- _SOURCE TEXT_
——————

Bates Dance Festival, Bates College,
Lewiston, Maine, July 30, 31, 2010

A Review

How glad I am that rather than “seeing” dance, I “sense” it!! That gave me a wow of a time last evening viewing the Axis Dance Company perform three works from three consecutive years (2007, 2008, 2009) by three different choreographers (Joe Goode, Alex Kelly and David Dorfman). The dancers—Rodney Bell, Lisa Bufano, Janet Daz, Sonsheree Giles, Sebastian Grubb, and Alice Sheppard—performed in all pieces and are credited as co-choreographers.

The Axis Dance Company is a company of dancers with and without disabilities, some in wheelchairs, some have prosthetic legs. In expressive ability there seems little distinction.

——————

- _DATA SEGMENT_
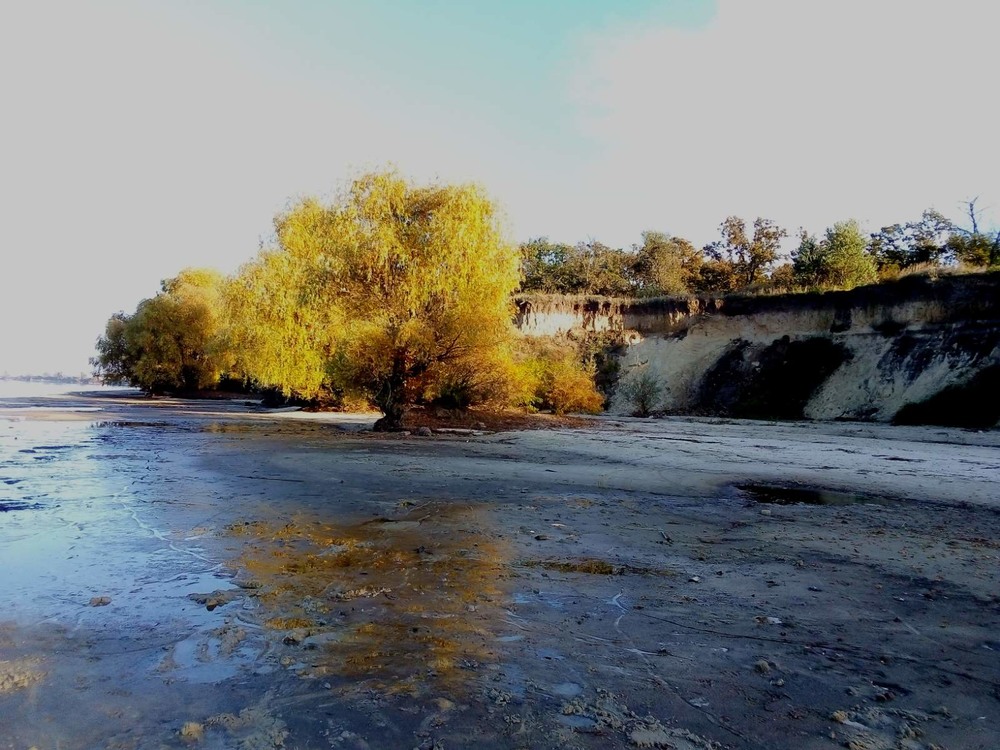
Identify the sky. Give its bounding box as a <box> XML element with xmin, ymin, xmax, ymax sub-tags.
<box><xmin>0</xmin><ymin>0</ymin><xmax>1000</xmax><ymax>374</ymax></box>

——————

- _PROBLEMS_
• a. Return the passage of the dance review from "How glad I am" up to and including "credited as co-choreographers.", copied word for word.
• b. According to the dance review, which three choreographers created the works the Axis Dance Company performed?

- _RESULTS OF THE EXERCISE_
• a.
How glad I am that rather than “seeing” dance, I “sense” it!! That gave me a wow of a time last evening viewing the Axis Dance Company perform three works from three consecutive years (2007, 2008, 2009) by three different choreographers (Joe Goode, Alex Kelly and David Dorfman). The dancers—Rodney Bell, Lisa Bufano, Janet Daz, Sonsheree Giles, Sebastian Grubb, and Alice Sheppard—performed in all pieces and are credited as co-choreographers.

• b. Joe Goode, Alex Kelly and David Dorfman.